> [Information given]:
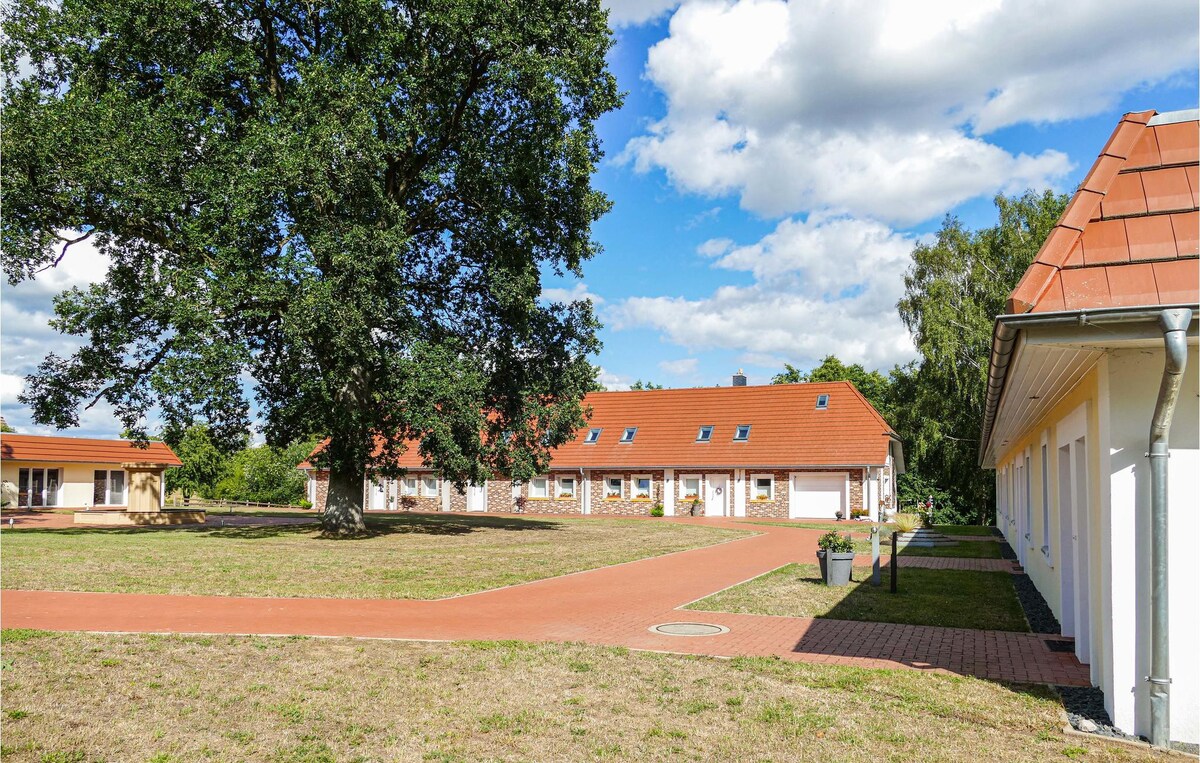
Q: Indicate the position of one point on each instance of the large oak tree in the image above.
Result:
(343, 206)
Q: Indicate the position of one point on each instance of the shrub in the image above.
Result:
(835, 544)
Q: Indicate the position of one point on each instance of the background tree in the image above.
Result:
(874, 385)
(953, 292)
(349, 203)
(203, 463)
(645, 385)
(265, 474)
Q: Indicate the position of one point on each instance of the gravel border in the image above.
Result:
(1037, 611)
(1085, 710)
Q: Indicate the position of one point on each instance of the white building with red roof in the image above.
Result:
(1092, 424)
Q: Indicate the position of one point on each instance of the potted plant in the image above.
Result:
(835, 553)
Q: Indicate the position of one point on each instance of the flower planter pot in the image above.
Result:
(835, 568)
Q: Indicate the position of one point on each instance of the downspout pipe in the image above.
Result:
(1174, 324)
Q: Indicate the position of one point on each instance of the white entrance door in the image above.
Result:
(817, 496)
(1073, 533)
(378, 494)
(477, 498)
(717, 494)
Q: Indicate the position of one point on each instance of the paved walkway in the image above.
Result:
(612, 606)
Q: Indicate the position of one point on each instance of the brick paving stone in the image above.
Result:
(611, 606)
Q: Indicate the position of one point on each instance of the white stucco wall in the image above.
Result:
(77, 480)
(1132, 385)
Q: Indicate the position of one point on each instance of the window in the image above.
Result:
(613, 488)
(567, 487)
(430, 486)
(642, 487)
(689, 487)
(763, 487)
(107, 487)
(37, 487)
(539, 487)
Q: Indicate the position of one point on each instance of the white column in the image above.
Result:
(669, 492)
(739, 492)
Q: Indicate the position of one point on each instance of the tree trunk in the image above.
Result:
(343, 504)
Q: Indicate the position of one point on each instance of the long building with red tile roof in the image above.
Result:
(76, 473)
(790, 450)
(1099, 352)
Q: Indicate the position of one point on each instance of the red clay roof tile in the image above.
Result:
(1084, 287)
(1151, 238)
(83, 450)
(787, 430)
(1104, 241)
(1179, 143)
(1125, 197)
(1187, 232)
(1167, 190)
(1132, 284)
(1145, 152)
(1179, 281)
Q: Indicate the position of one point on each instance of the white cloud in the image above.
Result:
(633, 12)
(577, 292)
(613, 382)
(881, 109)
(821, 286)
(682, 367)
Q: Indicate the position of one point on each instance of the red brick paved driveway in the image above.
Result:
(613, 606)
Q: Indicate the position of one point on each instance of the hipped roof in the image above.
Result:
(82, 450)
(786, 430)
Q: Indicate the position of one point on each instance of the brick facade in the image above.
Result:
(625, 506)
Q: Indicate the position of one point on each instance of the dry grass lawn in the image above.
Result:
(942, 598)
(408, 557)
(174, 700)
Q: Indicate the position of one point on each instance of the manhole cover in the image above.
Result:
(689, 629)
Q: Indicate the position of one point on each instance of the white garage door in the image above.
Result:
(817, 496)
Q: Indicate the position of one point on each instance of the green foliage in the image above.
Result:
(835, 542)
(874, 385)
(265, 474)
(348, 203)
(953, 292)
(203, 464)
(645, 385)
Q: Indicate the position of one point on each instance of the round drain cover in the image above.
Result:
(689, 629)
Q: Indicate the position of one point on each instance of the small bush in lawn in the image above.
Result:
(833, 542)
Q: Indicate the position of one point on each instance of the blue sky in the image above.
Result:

> [Short problem]: Rescale the point coordinates in the records, starting at the line that has "trunk in the image above." and stopping after the line that has "(1099, 352)". Write out only those lines, requests included, with each coordinate in the answers multiplied by 1.75 and rounded to a whole number, halves rounded up.

> [Response to the exercise]:
Q: Indicate the position of one point on each instance of the tree trunk in the image above.
Result:
(600, 882)
Q: Indicate the position of one point on each instance of the long building with red tile roof in the image above.
Result:
(133, 828)
(1383, 788)
(1923, 616)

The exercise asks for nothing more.